▸ Source excerpt
Source text: http://sampsonresume.com/labs/c.txt
Answer Format
It would be great to see the results of your code, output, in addition to how long the operation lasted.
GNU scripting
sed -e 's/ /\n/g' | grep -v '^ *$' | sort | uniq -c | sort -nr
Results:
7 be
6 to
[...]
1 2.
1 -
With occurence greater than X:
sed -e 's/ /\n/g' | grep -v '^ *$' | sort | uniq -c | awk '$1>X'
Return only words with a length greater than Y (put Y+1 dots in second grep):
sed -e 's/ /\n/g' | grep -v '^ *$' | grep .... | sort | uniq -c
Ignore common terms like "and, is, the, etc" (assuming that the common terms are in file 'ignored')
sed -e 's/ /\n/g' | grep -v '^ *$' | grep -vf ignored | sort | uniq -c
Feel free to strip punctuation prior to processing (ie. "John's" becomes "John"):
sed -e 's/[,.:"\']//g;s/ /\n/g' | grep -v '^ *$' | sort | uniq -c
Return results in a collection/array: it is already like an array for shell: first column is count, second is word.

▸ Aim A
Can you restate the paragraph beginning "Return results in a collection/array" in the shell excerpt above as a brief list that keeps its main facts?

▸ Supplied records
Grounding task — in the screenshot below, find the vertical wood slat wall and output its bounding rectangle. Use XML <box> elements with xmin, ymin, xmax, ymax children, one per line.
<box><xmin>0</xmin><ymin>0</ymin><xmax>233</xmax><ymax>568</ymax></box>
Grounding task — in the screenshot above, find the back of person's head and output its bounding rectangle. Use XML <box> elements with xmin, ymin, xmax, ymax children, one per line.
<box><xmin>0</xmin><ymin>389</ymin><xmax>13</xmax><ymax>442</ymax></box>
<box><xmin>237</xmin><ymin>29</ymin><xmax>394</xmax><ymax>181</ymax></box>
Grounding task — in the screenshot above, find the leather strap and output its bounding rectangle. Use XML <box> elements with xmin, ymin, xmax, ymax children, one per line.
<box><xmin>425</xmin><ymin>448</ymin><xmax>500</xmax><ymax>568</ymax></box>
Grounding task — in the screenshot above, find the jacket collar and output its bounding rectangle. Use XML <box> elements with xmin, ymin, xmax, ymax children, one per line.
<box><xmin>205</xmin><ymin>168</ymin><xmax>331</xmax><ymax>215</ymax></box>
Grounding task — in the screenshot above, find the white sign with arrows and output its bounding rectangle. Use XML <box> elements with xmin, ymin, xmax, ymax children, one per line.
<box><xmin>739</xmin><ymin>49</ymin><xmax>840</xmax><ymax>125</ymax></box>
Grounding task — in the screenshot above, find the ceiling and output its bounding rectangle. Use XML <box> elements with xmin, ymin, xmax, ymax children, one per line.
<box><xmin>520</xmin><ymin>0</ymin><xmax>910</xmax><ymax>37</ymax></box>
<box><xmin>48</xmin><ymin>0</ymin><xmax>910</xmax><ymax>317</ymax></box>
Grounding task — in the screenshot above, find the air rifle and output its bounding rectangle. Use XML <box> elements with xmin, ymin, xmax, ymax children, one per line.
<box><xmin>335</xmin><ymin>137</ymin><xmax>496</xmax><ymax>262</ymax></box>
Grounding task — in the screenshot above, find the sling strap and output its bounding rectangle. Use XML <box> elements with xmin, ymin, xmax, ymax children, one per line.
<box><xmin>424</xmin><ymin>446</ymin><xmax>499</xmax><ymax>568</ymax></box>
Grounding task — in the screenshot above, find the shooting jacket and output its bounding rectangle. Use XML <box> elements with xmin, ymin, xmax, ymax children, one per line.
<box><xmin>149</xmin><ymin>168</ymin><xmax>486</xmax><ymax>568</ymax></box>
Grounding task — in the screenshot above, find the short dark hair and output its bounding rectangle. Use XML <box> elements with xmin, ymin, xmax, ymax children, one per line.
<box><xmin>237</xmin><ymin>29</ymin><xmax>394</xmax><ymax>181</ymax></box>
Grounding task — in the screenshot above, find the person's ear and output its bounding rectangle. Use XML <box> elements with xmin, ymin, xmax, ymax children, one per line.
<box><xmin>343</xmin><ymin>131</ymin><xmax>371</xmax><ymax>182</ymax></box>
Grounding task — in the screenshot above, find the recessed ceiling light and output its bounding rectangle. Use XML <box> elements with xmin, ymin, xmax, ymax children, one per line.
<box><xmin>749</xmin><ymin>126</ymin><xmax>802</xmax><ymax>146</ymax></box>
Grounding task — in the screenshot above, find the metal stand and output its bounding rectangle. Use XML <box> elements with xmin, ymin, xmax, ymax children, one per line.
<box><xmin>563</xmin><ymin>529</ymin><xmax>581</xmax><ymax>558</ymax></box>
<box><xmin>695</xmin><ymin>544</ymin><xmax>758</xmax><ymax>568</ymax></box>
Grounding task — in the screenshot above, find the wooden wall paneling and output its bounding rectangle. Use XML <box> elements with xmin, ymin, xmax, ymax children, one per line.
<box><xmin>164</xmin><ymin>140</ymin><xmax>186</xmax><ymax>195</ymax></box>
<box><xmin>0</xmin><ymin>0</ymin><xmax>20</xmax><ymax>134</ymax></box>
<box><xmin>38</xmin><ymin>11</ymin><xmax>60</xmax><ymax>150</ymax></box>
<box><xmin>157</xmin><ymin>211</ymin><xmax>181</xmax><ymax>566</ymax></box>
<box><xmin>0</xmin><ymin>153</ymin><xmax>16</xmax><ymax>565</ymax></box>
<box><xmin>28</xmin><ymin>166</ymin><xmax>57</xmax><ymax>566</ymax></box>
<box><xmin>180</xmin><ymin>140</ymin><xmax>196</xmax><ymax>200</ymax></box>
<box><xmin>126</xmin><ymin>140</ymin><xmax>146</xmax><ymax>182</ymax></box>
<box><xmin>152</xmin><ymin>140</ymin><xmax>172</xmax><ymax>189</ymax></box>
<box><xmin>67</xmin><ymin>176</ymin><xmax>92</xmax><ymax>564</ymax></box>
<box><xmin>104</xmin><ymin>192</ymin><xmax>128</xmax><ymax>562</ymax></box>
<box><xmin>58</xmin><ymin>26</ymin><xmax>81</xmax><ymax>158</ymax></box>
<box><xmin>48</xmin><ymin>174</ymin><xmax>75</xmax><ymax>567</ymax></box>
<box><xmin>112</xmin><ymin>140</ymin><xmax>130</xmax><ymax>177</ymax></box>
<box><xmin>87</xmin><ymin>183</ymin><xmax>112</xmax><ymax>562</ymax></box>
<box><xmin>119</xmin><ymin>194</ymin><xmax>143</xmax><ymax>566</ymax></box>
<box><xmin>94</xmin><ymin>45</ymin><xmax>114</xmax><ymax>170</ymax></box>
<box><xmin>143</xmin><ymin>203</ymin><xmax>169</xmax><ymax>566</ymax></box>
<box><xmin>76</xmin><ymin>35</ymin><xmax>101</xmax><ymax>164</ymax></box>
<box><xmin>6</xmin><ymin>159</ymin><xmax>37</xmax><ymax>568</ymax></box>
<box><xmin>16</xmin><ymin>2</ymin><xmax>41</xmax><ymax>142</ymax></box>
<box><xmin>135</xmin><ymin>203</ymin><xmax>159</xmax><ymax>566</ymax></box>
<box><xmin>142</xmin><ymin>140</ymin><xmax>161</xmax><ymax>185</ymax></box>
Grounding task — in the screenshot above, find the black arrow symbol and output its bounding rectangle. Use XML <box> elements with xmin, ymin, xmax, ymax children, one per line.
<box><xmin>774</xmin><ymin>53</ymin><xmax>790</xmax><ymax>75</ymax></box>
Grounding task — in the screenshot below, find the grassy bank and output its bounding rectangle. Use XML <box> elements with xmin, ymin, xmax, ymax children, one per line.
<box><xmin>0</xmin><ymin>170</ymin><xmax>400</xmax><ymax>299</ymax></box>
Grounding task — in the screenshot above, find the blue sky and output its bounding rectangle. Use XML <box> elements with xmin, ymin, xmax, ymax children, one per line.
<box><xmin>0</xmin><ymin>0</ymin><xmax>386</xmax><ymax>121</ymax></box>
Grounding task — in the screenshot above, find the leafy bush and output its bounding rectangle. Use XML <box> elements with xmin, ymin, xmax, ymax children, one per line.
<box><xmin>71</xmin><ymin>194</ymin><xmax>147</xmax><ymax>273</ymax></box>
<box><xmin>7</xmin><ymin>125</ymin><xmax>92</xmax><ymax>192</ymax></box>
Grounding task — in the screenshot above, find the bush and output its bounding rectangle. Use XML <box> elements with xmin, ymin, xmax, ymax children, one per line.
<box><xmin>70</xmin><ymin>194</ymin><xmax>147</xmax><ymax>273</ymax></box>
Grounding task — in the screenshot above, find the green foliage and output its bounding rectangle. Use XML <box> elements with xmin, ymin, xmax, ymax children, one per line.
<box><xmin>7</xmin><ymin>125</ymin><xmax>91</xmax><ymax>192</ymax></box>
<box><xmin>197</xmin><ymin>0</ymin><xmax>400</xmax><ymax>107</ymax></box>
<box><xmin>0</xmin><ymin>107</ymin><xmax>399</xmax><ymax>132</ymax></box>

▸ Aim B
Could you rewrite the rows from the one containing "Grounding task — in the screenshot above, find the leafy" through the last row, changing "bounding rectangle" to "bounding box" and leaving everything else unchanged?

▸ Full solution A
- For the shell, the results already act like an array.
- The first column holds the count.
- The second column holds the word.

▸ Full solution B
Grounding task — in the screenshot above, find the leafy bush and output its bounding box. Use XML <box> elements with xmin, ymin, xmax, ymax children, one per line.
<box><xmin>71</xmin><ymin>194</ymin><xmax>147</xmax><ymax>273</ymax></box>
<box><xmin>7</xmin><ymin>125</ymin><xmax>92</xmax><ymax>192</ymax></box>
Grounding task — in the screenshot above, find the bush and output its bounding box. Use XML <box> elements with xmin, ymin, xmax, ymax children, one per line.
<box><xmin>70</xmin><ymin>194</ymin><xmax>147</xmax><ymax>273</ymax></box>
Grounding task — in the screenshot above, find the green foliage and output its bounding box. Use XML <box> elements with xmin, ymin, xmax, ymax children, one per line.
<box><xmin>7</xmin><ymin>125</ymin><xmax>91</xmax><ymax>192</ymax></box>
<box><xmin>197</xmin><ymin>0</ymin><xmax>400</xmax><ymax>107</ymax></box>
<box><xmin>0</xmin><ymin>107</ymin><xmax>399</xmax><ymax>132</ymax></box>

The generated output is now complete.